Data listing:
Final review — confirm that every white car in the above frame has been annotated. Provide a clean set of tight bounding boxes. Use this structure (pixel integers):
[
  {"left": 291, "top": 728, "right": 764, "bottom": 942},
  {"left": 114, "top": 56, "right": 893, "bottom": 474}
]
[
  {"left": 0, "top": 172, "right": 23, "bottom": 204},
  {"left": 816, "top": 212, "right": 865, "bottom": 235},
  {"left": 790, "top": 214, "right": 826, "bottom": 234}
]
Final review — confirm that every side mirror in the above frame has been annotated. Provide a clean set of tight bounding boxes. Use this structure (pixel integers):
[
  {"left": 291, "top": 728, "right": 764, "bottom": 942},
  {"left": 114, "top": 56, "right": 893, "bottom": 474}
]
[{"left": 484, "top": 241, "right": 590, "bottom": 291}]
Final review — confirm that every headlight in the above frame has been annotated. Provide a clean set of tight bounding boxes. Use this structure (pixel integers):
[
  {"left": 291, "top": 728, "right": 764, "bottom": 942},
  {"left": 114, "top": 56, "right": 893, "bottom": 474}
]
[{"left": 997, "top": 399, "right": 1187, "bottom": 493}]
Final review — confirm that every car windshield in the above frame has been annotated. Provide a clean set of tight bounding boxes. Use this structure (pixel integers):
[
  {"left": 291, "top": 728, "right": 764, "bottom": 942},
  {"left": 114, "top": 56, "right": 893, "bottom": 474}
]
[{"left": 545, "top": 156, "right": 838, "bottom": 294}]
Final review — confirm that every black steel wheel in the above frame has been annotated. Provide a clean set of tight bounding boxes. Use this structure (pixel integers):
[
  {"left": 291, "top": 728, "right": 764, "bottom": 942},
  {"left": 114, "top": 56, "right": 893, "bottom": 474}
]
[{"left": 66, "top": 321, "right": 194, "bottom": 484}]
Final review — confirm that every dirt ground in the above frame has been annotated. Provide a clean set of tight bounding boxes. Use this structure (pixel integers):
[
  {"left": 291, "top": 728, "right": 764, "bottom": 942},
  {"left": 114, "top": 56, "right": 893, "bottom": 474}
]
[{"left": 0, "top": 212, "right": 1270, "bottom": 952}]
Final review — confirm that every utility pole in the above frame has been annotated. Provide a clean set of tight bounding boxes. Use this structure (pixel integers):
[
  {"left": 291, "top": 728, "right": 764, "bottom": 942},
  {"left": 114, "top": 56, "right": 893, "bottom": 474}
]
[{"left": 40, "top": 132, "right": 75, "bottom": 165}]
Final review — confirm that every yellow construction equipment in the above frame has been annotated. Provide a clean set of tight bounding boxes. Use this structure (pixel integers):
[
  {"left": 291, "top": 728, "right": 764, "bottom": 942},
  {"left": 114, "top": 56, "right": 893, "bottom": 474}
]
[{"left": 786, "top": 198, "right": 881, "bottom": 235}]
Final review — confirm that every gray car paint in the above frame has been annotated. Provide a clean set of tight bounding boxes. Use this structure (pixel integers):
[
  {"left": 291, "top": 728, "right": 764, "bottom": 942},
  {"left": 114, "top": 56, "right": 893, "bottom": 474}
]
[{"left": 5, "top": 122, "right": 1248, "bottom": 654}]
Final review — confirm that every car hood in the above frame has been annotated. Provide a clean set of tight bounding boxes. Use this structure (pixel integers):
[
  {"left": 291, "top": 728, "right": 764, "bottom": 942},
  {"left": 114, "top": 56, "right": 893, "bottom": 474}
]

**WHAT TO PRODUCE:**
Rewrite the listing, substituting "Last check" for "Final review" throughout and leaving everything else unchanged.

**WRITTEN REPLY:**
Last check — confirm that every white car in the above frame has been annotated. Provide a clean set of tight bounding boxes. Use this structure (pixel integers):
[
  {"left": 291, "top": 728, "right": 764, "bottom": 942},
  {"left": 114, "top": 56, "right": 893, "bottom": 474}
]
[
  {"left": 0, "top": 172, "right": 23, "bottom": 204},
  {"left": 816, "top": 212, "right": 865, "bottom": 235},
  {"left": 790, "top": 214, "right": 826, "bottom": 234}
]
Last check — confirm that every side mirror in the above frame has been annotated. Provide a clean set of tight bounding boxes. Use this structure (pixel integers):
[
  {"left": 291, "top": 728, "right": 764, "bottom": 942},
  {"left": 114, "top": 56, "right": 893, "bottom": 474}
]
[{"left": 484, "top": 241, "right": 590, "bottom": 291}]
Last check — confirm that every headlight in the above frame has been annotated. Provide a clean set of tight bounding boxes. Use this structure (pixel integers):
[
  {"left": 291, "top": 728, "right": 764, "bottom": 942},
  {"left": 114, "top": 56, "right": 893, "bottom": 474}
]
[{"left": 997, "top": 399, "right": 1187, "bottom": 493}]
Last check — confirm that every car windshield in the above frame has been annotated. Provide a clean set of tight bounding boxes. Use this structure (pixel integers):
[
  {"left": 291, "top": 728, "right": 764, "bottom": 942},
  {"left": 114, "top": 56, "right": 893, "bottom": 474}
]
[{"left": 545, "top": 156, "right": 838, "bottom": 294}]
Last check — confirm that every black steel wheel in the above frame has been annotated. Provide a clean set of tight bounding boxes. Use this structure (pixel integers):
[
  {"left": 291, "top": 728, "right": 764, "bottom": 942},
  {"left": 114, "top": 56, "right": 893, "bottom": 474}
]
[{"left": 66, "top": 321, "right": 194, "bottom": 484}]
Last check — confirm that every dirt ground in the above frame has been annotated. Provide a clean set of tight bounding boxes. Use this structure (pixel integers):
[
  {"left": 291, "top": 728, "right": 764, "bottom": 942},
  {"left": 114, "top": 56, "right": 893, "bottom": 474}
]
[{"left": 0, "top": 212, "right": 1270, "bottom": 952}]
Last check — confirm that every utility pole in the above frame has been annotated. Provide a clean set of tight bounding boxes. Use this structure (pixel integers):
[
  {"left": 291, "top": 728, "right": 764, "bottom": 942},
  {"left": 114, "top": 56, "right": 893, "bottom": 474}
]
[{"left": 40, "top": 132, "right": 75, "bottom": 165}]
Last check — confirm that every yellow construction equipment in the above frame has been annotated. Provide a clean set of tight bounding boxes. Use this structure (pixel integers):
[
  {"left": 291, "top": 728, "right": 764, "bottom": 942},
  {"left": 114, "top": 56, "right": 893, "bottom": 474}
]
[{"left": 786, "top": 198, "right": 881, "bottom": 235}]
Last check — confirm that every gray car paint in the above frame has been annotated. Provide a clean set of tight bounding boxes. Use this structure (pixel integers):
[
  {"left": 291, "top": 728, "right": 764, "bottom": 942},
  {"left": 114, "top": 56, "right": 893, "bottom": 474}
]
[{"left": 5, "top": 122, "right": 1248, "bottom": 654}]
Last check — confirm that every car hood in the above frame has been annotated. Provide a clean set of tight bounding boxes. Use this structure (pixel integers):
[
  {"left": 291, "top": 728, "right": 764, "bottom": 942},
  {"left": 114, "top": 56, "right": 893, "bottom": 474}
]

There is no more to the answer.